TEXTO DE ORIGEM:
━━━━━━━━━━━━━━━━━━━━━━━━━━━━━━
Não fosse pelo substantivo “gênero” que acompanha as três palavras, a diferença de sentido seria clara para boa parte da sociedade. Contudo, anexar o conjunto de propriedades atribuídas social e culturalmente em relação ao sexo dos indivíduos (gênero) aos verbetes traz cada vez mais incompreensão sobre o que cada um dos termos significa. 

O recente debate aberto acerca do projeto “Escola sem partido” na comunidade rondonense trouxe à tona não somente as discussões sobre a doutrinação política de estudantes das escolas municipais de Marechal Cândido Rondon. Apesar de não constar no projeto de lei nº 29 apresentado no Legislativo rondonense, a temática da ideologia e identidade de gênero surgiu em meio à roda de conversas de pais, mães, estudantes e educadores, tendo em vista que, em nível nacional, outras propostas do movimento “Escola sem partido” tratam sobre o tema.

Para os mais conservadores, as discussões sobre gênero e sexualidade em sala de aula não deveriam existir. Já outros acreditam que a temática deveria fazer parte do currículo escolar, de forma inclusiva. 

Situações que são vivenciadas no município, como o desacordo de pais a instituições de ensino municipais desenvolverem trabalhos que tratem do gênero e da comunidade LGBT (lésbicas, gays, bissexuais, travestis, transexuais e transgêneros) ou que enviam bonecas para casa a fim de que os alunos cuidem das mesmas suscitam ainda mais questionamentos sobre o que é ou não trabalhar a temática gênero, se o tema deve ser ou não exposto às crianças e se professores, pais e alunos estão preparados para tratar sobre identidade e ideologia de gênero.

Na visão da psicóloga Carina Frank, não tem como abordar a questão de gênero sem falar em sexualidade. “Nem pais, nem professores estão preparados para falar com as crianças sobre gênero”, opina.

Ela destaca que, ao se falar em gênero, mesmo os adultos ainda estão discutindo essa questão e tendo a percepção do que está certo ou errado acerca da temática. “Se pensarmos nos extremos, a partir do momento que não existir diferenças de gênero, não vai mais ter masculino nem feminino, ou seja, não vai mais ter pai e mãe e isso já é extremamente polêmico”, enfatiza.
━━━━━━━━━━━━━━━━━━━━━━━━━━━━━━
ATIVIDADES PROPOSTAS:
- 1) Diga se cada afirmação concorda com o texto sobre gênero nas escolas. Responda sim ou não e cite literalmente as palavras do texto que decidem a questão. (a) O projeto de lei nº 29 apresentado no Legislativo rondonense trata da identidade de gênero. (b) A psicóloga Carina Frank considera que nem pais nem professores estão preparados para falar com as crianças sobre gênero. (c) Para os mais conservadores, gênero e sexualidade deveriam ser discutidos em sala de aula de forma inclusiva.
- 2) Liste todos os grupos que, segundo o texto sobre gênero nas escolas, compõem a sigla LGBT.
- 3) Prossiga o texto sobre gênero nas escolas a partir da última frase.

DADOS EXTRAÍDOS:
━━━━━━━━━━━━━━━━━━━━━━━━━━━━━━
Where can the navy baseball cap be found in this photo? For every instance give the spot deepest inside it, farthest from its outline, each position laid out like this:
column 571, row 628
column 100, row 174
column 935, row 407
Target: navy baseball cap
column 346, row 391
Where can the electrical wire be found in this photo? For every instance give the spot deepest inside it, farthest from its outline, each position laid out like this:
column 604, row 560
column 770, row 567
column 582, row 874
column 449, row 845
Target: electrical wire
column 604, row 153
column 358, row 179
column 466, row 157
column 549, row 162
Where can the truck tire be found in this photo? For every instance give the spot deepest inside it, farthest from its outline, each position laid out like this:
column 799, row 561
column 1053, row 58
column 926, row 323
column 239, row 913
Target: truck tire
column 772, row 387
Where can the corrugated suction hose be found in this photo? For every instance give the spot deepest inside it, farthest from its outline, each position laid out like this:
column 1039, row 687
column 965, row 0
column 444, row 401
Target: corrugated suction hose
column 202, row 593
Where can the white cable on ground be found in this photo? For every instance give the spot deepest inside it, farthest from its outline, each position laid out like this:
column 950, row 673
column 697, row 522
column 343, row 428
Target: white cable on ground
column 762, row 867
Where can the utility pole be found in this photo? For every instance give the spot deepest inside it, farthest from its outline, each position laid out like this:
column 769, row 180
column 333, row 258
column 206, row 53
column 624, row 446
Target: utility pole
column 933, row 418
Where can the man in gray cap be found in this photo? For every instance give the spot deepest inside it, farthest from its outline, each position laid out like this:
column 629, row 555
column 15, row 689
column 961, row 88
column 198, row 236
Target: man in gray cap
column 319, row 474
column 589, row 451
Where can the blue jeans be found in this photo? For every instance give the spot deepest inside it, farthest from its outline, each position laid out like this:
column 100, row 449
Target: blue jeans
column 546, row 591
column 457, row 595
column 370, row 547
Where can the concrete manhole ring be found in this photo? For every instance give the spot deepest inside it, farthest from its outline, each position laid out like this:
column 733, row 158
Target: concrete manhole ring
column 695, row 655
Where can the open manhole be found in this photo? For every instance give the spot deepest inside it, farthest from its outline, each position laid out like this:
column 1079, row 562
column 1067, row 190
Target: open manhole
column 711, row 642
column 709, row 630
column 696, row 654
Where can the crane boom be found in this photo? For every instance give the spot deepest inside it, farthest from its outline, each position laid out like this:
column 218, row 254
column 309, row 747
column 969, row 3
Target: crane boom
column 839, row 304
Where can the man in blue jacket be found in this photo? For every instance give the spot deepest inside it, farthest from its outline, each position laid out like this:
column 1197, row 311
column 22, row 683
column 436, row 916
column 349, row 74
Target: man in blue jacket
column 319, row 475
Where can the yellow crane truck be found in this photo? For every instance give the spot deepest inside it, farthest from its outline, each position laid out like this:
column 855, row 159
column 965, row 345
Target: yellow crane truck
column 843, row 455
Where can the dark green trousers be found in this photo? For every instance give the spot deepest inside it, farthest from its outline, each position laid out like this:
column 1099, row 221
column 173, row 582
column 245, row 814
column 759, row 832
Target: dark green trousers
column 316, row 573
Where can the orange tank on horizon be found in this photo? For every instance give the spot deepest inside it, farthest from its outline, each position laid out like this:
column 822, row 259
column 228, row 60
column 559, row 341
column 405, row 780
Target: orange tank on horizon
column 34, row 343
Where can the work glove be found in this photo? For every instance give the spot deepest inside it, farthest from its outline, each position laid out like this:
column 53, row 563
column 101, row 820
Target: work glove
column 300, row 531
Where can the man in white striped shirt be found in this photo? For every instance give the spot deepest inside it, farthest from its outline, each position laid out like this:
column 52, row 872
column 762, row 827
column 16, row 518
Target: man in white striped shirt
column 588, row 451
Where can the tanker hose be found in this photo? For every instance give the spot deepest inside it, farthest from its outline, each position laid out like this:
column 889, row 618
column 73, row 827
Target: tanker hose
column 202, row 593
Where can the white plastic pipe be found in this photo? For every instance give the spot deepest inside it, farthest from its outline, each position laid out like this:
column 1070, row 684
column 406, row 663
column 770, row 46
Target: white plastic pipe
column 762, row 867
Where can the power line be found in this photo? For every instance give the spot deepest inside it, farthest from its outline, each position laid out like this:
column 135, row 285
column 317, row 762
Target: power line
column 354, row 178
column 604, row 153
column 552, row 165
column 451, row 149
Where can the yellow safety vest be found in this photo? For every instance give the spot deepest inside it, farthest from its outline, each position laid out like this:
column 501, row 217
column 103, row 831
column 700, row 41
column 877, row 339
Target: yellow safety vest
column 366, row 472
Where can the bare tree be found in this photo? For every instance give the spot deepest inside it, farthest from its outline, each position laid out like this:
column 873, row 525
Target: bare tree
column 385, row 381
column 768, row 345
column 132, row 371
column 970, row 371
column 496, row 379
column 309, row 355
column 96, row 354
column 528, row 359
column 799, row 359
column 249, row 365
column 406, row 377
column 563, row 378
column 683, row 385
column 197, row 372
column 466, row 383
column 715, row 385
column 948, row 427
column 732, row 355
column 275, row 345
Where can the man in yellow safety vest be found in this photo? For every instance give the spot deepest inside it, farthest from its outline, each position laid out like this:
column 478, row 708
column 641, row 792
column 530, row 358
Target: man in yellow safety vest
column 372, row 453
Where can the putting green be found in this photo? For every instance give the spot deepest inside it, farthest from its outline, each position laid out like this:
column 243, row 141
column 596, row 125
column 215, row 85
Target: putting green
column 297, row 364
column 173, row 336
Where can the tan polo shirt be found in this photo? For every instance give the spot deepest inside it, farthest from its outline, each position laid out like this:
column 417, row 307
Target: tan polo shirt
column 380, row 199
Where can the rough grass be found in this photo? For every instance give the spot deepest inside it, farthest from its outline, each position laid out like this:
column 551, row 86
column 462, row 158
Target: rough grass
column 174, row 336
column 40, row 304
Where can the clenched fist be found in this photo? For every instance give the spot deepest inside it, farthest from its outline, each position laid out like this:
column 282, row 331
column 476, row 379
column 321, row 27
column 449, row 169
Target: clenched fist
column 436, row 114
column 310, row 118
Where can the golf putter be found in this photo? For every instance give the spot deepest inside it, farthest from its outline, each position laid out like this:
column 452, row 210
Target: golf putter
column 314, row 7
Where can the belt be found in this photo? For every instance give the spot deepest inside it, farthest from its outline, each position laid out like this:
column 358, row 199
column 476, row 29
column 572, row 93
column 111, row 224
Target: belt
━━━━━━━━━━━━━━━━━━━━━━━━━━━━━━
RESPOSTAS DO EXERCÍCIO:
- 1)
(a) Não: "Apesar de não constar no projeto de lei nº 29 apresentado no Legislativo rondonense, a temática da ideologia e identidade de gênero surgiu em meio à roda de conversas"
(b) Sim: "Nem pais, nem professores estão preparados para falar com as crianças sobre gênero"
(c) Não: "Para os mais conservadores, as discussões sobre gênero e sexualidade em sala de aula não deveriam existir."

- 2) lésbicas, gays, bissexuais, travestis, transexuais, transgêneros

- 3)
Na opinião da profissional, seria muito mais fácil para todos esses movimentos se fosse ensinado à sociedade a respeitar as diferenças, tendo em vista que é muito antagônico pedir para respeitar as diferenças, porém, exigir que todos sejam iguais com a supressão dos gêneros. “Vejo que o que motiva todo mundo a ficar pensando e hora ter o extremismo é porque acreditamos muito em tudo aquilo que é divulgado o todo tempo e nem sempre isso tem um embasamento teórico ou estudo, especialmente aquilo que é colocado nas mídias sociais”, pontua.

 Ao passo em que se pede uma compreensão do tema gênero, ainda não há uma explicação concreta acerca do que vem a ser e de quais são os gêneros que existem hoje. Por isso tamanha delicadeza para se tratar deste tema, ainda mais em âmbito escolar. “Como o professor vai proceder diante de uma situação: vai polemizar o assunto, vai expor, sem saber o que é certo e errado? E existe certo e errado? Não é apenas uma questão de ser conservador, precisa-se de tempo para se digerir estas questões e isso pode acontecer daqui a alguns anos, mas isso não pode ser colocado de forma que as pessoas precisem aceitar de hoje para amanhã, seja porque foi publicado no Facebook, ou porque a televisão está levando a acreditar que é assim”, frisa.

Quando se fala em ideologia de gênero, comenta a psicóloga, a maioria das pessoas não sabe o que a expressão significa. “Então como você vai passar conceitos para a criança de algo que, primeiro, adultos não sabem e, segundo, é algo que está sendo idealizado?”, questiona.

Para Carina, levar discussões de gênero para dentro das escolas seria exigir das crianças e adolescentes decisões precoces. “Pedir para uma criança como ela vai se definir, na Educação Infantil, sobre ser menino ou menina, nos leva uma possibilidade muito maior de termos uma sociedade mais complexa e mais confusa, assim como já exigimos dos adolescentes aos 16 e 17 anos que decidam sua profissão para o futuro”, alerta.

O que diz a lei

A secretária de Educação, Márcia Winter da Mota, diz que a temática gênero é bastante polêmica e alvo de preconceitos na sociedade, especialmente pela presença dos extremismos favoráveis e contrários. Em meio a esse debate, ela pontua que muitos pais têm dificuldade em diferenciar muitas questões, como atividades que são desenvolvidas dentro das escolas e que em nenhum momento o professor tem a intenção de induzir a criança a seguir determinado gênero.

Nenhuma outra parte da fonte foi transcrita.